* Supplied material:
◆ ◆ ◆ ◆

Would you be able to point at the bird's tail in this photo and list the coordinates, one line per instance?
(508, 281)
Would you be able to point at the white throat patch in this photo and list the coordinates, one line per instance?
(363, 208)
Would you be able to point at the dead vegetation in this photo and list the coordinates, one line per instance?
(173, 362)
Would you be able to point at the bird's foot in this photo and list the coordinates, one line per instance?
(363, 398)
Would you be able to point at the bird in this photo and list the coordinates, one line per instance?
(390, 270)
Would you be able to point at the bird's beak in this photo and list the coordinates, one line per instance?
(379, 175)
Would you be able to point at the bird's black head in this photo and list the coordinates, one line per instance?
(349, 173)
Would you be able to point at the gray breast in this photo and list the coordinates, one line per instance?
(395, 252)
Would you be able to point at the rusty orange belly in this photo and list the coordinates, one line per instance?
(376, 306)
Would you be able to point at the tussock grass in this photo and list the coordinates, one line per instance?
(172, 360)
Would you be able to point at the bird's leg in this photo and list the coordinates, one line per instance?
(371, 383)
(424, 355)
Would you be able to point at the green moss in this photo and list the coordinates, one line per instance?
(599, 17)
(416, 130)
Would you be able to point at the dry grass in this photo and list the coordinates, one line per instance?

◆ ◆ ◆ ◆

* Written instruction: Reproduce all of the material above word for word, keeping every line in its original order.

* Solution for this task:
Would you be able to point at the bird's tail in this photo and list the coordinates, one line per instance?
(508, 281)
Would you be able to point at the white throat patch in this photo and list the coordinates, one line per instance?
(363, 208)
Would you be able to point at the dead vegetation in this photo and list the coordinates, one line per instance?
(173, 362)
Would you be able to point at the bird's foot in this photo and list the coordinates, one line per instance?
(363, 398)
Would you be able to point at the bird in this photo and list the coordinates, one line per instance?
(390, 270)
Would you be able to point at the bird's beak in this photo and list the coordinates, one line per instance?
(379, 175)
Would you be able to point at the bird's black head in this photo and list the coordinates, one line per instance?
(349, 173)
Would you be able to point at the gray breast in this photo and list the coordinates, one line per instance?
(395, 252)
Would you be able to point at the rusty orange belly in this photo and list the coordinates, one line per instance?
(376, 306)
Would you be able to point at the tussock grass in this photo and list the coordinates, one line per instance?
(172, 360)
Would you be able to point at the bird's leg in this photo and list the coordinates, one line per instance?
(371, 383)
(424, 355)
Would you be able to point at the green moss in this photo and list the coordinates, one line per instance?
(599, 17)
(416, 130)
Would you be able to point at the dry grass in this photo and list the coordinates, one line per instance?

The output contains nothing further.